*STATED EXERCISE*.
Show each line of the data below that contains the word "every", treating uppercase and lowercase letters as distinct.

*GIVEN DATA*.

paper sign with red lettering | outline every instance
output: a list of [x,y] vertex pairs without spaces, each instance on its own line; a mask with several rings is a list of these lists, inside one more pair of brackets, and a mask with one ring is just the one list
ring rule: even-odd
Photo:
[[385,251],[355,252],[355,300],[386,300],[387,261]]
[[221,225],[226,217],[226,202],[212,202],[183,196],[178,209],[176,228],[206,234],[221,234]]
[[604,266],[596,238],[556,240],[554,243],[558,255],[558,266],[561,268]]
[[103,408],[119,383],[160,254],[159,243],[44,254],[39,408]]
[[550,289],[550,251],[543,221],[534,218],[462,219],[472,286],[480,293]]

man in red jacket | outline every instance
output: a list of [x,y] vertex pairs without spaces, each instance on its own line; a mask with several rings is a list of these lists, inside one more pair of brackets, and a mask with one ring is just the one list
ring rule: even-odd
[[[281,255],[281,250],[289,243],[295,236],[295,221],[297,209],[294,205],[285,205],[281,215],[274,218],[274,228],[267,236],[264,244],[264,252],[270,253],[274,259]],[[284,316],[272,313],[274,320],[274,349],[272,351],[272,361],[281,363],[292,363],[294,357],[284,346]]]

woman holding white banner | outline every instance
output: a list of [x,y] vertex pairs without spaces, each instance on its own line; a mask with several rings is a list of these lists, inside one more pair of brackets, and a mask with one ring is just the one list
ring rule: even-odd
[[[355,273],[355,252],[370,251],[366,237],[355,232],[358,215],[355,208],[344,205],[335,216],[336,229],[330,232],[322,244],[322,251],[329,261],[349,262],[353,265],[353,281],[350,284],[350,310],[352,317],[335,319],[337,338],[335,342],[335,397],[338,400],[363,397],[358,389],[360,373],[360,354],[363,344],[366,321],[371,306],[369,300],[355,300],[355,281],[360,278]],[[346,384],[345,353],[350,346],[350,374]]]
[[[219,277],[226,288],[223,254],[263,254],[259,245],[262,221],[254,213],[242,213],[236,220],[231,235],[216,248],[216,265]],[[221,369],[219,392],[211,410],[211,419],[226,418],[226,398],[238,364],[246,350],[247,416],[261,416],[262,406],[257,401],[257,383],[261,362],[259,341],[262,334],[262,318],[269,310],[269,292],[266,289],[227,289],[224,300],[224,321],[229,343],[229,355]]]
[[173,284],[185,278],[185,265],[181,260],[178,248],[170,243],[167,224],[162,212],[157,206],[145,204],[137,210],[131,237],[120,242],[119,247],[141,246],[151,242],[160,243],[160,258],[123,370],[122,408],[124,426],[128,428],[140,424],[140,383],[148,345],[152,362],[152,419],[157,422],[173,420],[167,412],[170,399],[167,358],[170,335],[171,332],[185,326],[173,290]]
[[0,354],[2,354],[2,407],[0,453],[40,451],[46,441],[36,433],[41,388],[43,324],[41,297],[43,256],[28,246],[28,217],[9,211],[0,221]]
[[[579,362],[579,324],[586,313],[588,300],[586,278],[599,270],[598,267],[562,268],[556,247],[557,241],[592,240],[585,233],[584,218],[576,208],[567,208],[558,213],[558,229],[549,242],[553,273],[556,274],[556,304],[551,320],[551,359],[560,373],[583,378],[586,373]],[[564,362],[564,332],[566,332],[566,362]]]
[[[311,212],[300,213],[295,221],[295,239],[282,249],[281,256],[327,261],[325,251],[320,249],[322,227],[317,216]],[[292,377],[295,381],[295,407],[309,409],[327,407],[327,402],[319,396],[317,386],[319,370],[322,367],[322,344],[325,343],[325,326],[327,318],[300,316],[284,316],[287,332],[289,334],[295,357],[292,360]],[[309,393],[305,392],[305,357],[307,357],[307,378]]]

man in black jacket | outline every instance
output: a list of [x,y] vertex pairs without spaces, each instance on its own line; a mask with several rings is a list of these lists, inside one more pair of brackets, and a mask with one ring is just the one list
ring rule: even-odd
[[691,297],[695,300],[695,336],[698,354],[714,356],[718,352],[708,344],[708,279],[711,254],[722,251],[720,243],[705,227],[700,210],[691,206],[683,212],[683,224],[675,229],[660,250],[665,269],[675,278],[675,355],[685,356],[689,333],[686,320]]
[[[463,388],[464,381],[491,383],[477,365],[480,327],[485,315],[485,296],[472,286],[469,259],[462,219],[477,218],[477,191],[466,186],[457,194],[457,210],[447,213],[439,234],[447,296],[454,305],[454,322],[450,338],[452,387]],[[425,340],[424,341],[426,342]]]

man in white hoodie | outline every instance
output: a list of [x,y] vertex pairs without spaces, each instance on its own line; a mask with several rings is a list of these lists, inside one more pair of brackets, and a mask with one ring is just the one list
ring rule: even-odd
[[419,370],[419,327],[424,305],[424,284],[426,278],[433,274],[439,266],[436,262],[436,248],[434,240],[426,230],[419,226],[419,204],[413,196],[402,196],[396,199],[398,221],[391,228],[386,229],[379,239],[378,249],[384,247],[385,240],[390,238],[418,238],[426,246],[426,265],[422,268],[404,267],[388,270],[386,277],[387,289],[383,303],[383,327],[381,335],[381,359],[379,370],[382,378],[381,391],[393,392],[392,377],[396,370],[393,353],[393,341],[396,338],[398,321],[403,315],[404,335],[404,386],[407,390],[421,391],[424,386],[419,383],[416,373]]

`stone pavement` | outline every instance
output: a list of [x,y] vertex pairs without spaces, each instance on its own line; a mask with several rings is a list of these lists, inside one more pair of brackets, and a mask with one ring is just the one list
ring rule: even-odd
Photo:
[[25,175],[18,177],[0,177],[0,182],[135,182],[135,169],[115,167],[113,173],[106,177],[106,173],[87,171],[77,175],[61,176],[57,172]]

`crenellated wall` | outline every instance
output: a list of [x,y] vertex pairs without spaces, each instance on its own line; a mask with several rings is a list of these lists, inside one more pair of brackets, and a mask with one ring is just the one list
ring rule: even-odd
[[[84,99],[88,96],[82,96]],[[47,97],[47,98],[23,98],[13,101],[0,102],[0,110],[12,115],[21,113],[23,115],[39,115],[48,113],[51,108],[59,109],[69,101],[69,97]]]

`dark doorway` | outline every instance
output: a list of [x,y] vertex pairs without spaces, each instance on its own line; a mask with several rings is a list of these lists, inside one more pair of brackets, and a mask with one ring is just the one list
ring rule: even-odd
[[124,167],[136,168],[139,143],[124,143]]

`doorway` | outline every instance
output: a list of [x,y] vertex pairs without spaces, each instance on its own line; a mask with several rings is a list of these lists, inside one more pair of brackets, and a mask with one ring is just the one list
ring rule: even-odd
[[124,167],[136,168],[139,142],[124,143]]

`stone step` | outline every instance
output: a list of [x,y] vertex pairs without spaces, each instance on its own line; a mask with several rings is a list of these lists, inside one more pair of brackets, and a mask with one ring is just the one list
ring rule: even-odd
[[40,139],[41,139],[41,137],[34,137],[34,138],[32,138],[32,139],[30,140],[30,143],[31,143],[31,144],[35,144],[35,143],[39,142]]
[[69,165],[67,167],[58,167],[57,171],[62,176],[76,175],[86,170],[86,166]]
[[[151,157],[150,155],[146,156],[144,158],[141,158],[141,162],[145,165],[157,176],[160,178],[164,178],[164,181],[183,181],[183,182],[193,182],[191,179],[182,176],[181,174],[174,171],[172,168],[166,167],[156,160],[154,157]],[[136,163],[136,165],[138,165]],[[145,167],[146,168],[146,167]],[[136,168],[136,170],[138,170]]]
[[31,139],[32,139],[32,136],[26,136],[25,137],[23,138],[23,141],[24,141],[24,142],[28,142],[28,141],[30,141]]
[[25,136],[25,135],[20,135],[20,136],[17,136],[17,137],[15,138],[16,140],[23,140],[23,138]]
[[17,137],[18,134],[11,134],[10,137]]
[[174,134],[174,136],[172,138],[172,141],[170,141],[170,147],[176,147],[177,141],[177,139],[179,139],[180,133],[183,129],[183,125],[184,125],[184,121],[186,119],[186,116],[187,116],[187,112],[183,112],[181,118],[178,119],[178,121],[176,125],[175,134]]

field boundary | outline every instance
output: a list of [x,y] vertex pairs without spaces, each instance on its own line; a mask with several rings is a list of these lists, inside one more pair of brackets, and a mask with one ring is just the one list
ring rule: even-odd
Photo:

*COMPLETED TASK*.
paper sign with red lettering | outline every instance
man in red jacket | outline every instance
woman holding white banner | outline every instance
man in black jacket | outline every instance
man in white hoodie | outline every instance
`stone pavement` | outline every instance
`crenellated wall` | outline every instance
`dark doorway` | outline every instance
`doorway` | outline every instance
`stone step` | outline every instance
field boundary | outline every instance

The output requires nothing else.